本発明は、水を電気分解してアノード側に酸素を発生させ、一方で、酸素よりも高圧な高圧水素をカソード側に発生させる水電解システム、及び、その制御方法に関する。
特許文献1には、水を電気分解してアノード側に酸素を発生させ、一方で、酸素よりも高圧な高圧水素をカソード側に発生させる差圧式の水電解システムが開示されている。この水電解システムは、固体高分子電解質膜(PEM)を含むMEA(膜/電極接合体)等を有する複数のセルを直列に接続したスタックを備えており、カソード側には高圧水素が充満され、一方で、アノード側には常圧の水及び酸素が存在する。

******

目的 1: エントリの中から「output」という語が入っている行をすべて選んで書き出してください。
エントリは本文の内容とは関係ありません。

提供情報:
******

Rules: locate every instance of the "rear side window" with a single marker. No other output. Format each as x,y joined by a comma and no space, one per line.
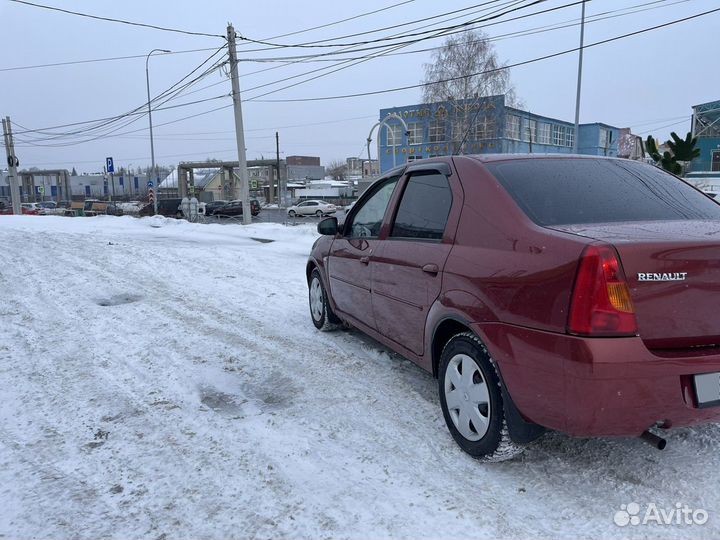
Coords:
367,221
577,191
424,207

******

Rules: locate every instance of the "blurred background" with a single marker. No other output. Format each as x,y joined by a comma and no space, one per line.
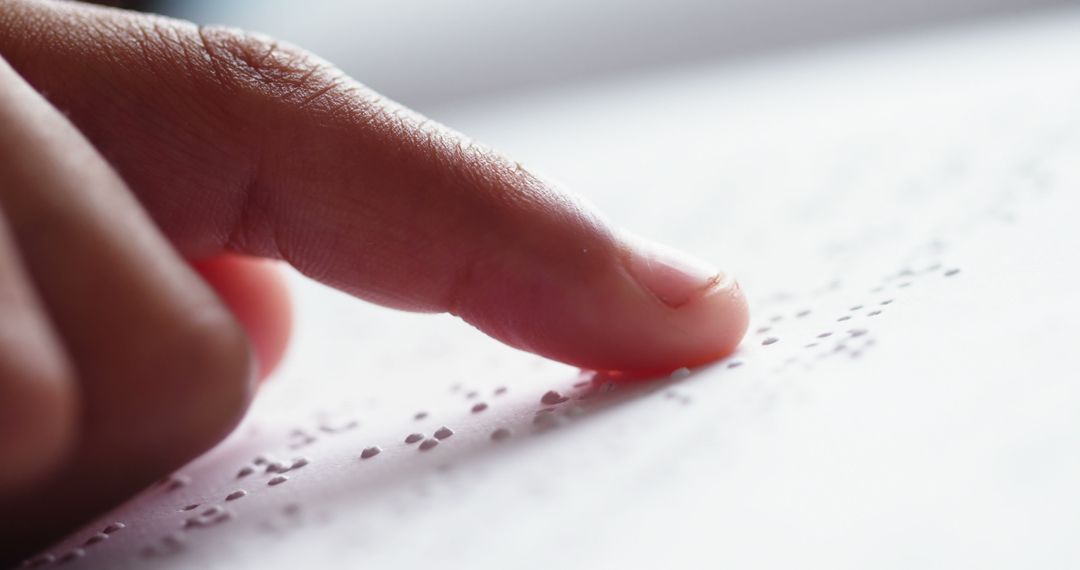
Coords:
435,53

******

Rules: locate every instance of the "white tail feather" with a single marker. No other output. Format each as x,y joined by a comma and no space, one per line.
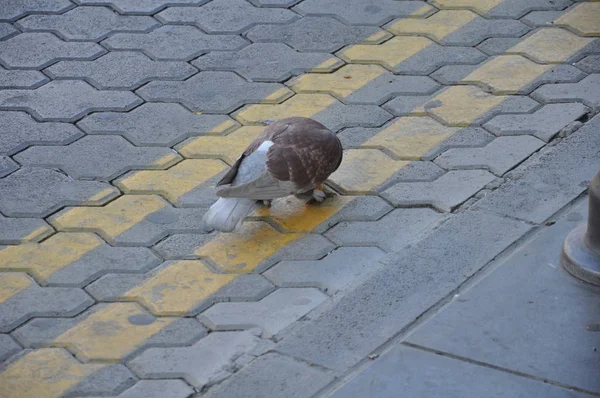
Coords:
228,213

******

目的 2: 本文のうち「特許文献1には、水を電気分解」を含む言葉で始まり「常圧の水及び酸素が存在する。」で終わる部分を、「スタック」を「積層体」に入れ替えて書き直してください。

回答 1:
Rules: locate every instance of the "rear side window" with a single marker. No other output. Format each as x,y joined by a comma and no space, one per line.
Rules: locate every instance of the "blurred background" with a single marker. No other output. Format each as x,y joined by a comma and no space, one per line.
Rules: locate every instance of the "white tail feather" with a single marker. No other output. Format each as x,y joined by a comma and no space, one per line.

回答 2:
特許文献1には、水を電気分解してアノード側に酸素を発生させ、一方で、酸素よりも高圧な高圧水素をカソード側に発生させる差圧式の水電解システムが開示されている。この水電解システムは、固体高分子電解質膜(PEM)を含むMEA(膜/電極接合体)等を有する複数のセルを直列に接続した積層体を備えており、カソード側には高圧水素が充満され、一方で、アノード側には常圧の水及び酸素が存在する。